Mulher de 94 anos que trabalhou 64 em regime análogo à escravidão está entre os resgatados
30/08/2024 | 06h39

Por Leonardo Fernandes — Brasil de Fato 

Uma força-tarefa com diferentes órgãos públicos resgatou 593 trabalhadores em condições de trabalho de escravidão contemporânea durante operação realizada em 15 estados e no Distrito Federal entre os dias 19 de julho e 28 de agosto. É o maior número de pessoas resgatadas em uma só operação no país em toda a história.

Os detalhes foram apresentados nesta quinta-feira (29) pelos ministérios do Trabalho e Emprego (MTE), Público do Trabalho (MPT) e Público Federal (MPF); além das polícias Federal (PF) e Rodoviária Federal (PRF) e da Defensoria Pública da União (DPU), que atuaram para realizar a Operação Resgate IV. Foram empregadas 23 equipes de fiscalização e realizadas 130 inspeções.

Operações como essa acontecem anualmente. Minas Gerais desponta como o estado com o maior número de trabalhadores em situação análoga à escravidão, com 291 trabalhadores regatados. Seguido de São Paulo, com 143 trabalhadores, Pernambuco, com 91 e Distrito Federal, com 29. Também houve resgates em outros dez estados.

-- REGISTROS --
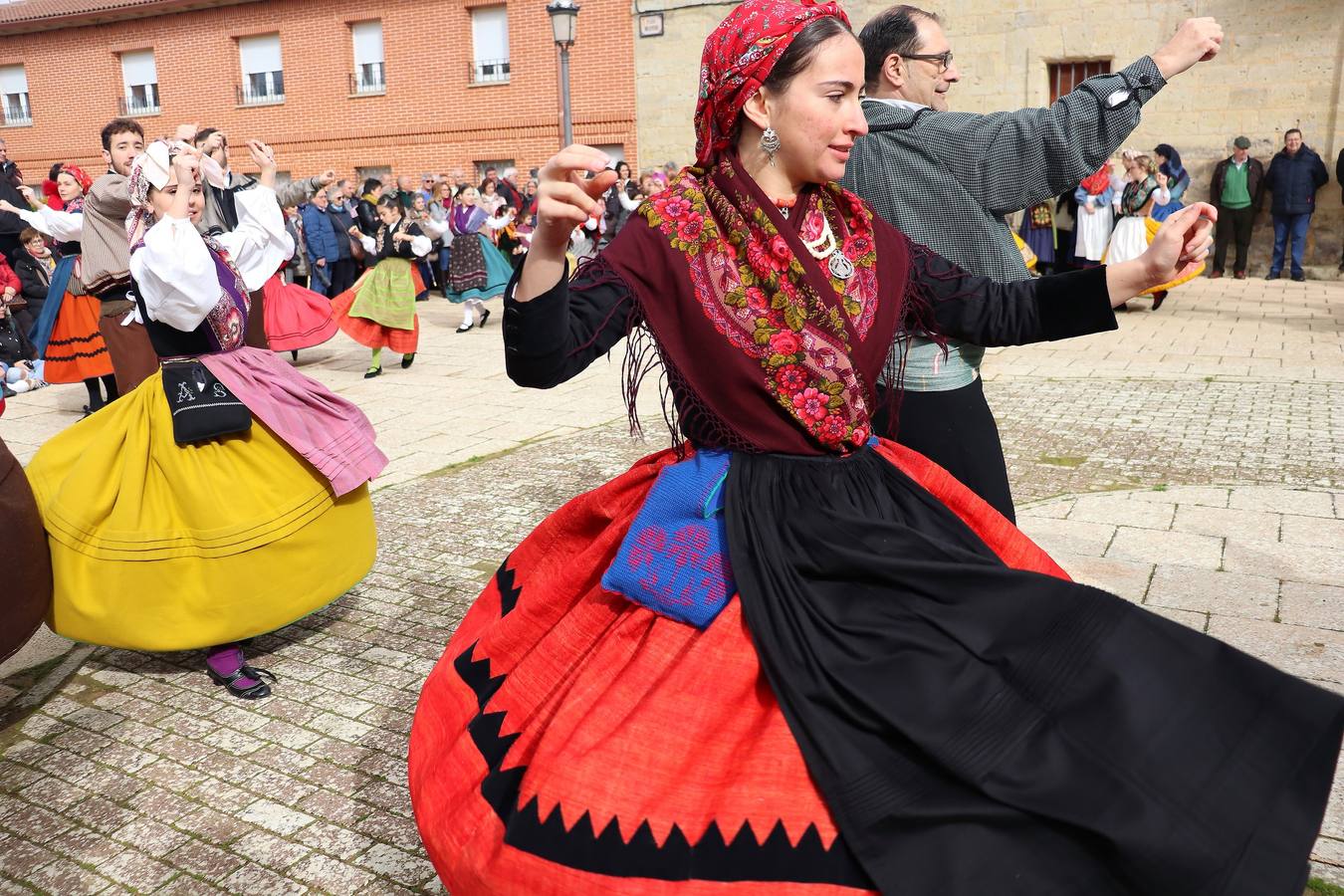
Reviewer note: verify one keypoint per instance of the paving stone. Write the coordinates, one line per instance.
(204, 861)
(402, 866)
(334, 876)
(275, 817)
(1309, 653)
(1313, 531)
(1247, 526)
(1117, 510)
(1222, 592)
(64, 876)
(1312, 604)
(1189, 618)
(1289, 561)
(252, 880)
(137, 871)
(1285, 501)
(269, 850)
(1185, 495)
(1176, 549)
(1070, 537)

---

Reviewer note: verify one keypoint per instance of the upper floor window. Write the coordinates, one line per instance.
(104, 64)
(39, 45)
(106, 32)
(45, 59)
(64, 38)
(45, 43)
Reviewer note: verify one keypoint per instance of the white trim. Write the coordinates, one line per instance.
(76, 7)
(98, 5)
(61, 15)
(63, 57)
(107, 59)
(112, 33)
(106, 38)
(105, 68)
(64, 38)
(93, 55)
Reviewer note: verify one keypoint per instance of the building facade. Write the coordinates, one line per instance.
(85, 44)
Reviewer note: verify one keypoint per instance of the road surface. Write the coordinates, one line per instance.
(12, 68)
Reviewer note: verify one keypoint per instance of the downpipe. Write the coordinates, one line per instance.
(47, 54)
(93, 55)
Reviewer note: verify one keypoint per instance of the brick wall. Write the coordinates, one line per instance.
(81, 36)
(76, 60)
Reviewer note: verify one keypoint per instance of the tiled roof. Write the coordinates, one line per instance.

-- EXERCÍCIOS --
1. Com base no texto sobre a Operação Resgate IV, diga se cada afirmação está de acordo com ele: (a) a operação ocorreu entre 19 de julho e 28 de agosto; (b) foram feitas 23 inspeções; (c) Pernambuco teve mais trabalhadores resgatados que São Paulo. Responda sim ou não e cite as palavras do texto que decidem.
2. Segundo o texto sobre a Operação Resgate IV, em quantos estados a operação foi realizada?

-- RESPOSTAS --
1.
(a) Sim: "entre os dias 19 de julho e 28 de agosto".
(b) Não: "Foram empregadas 23 equipes de fiscalização e realizadas 130 inspeções."
(c) Não: "São Paulo, com 143 trabalhadores, Pernambuco, com 91".

2. Em 15 estados e no Distrito Federal.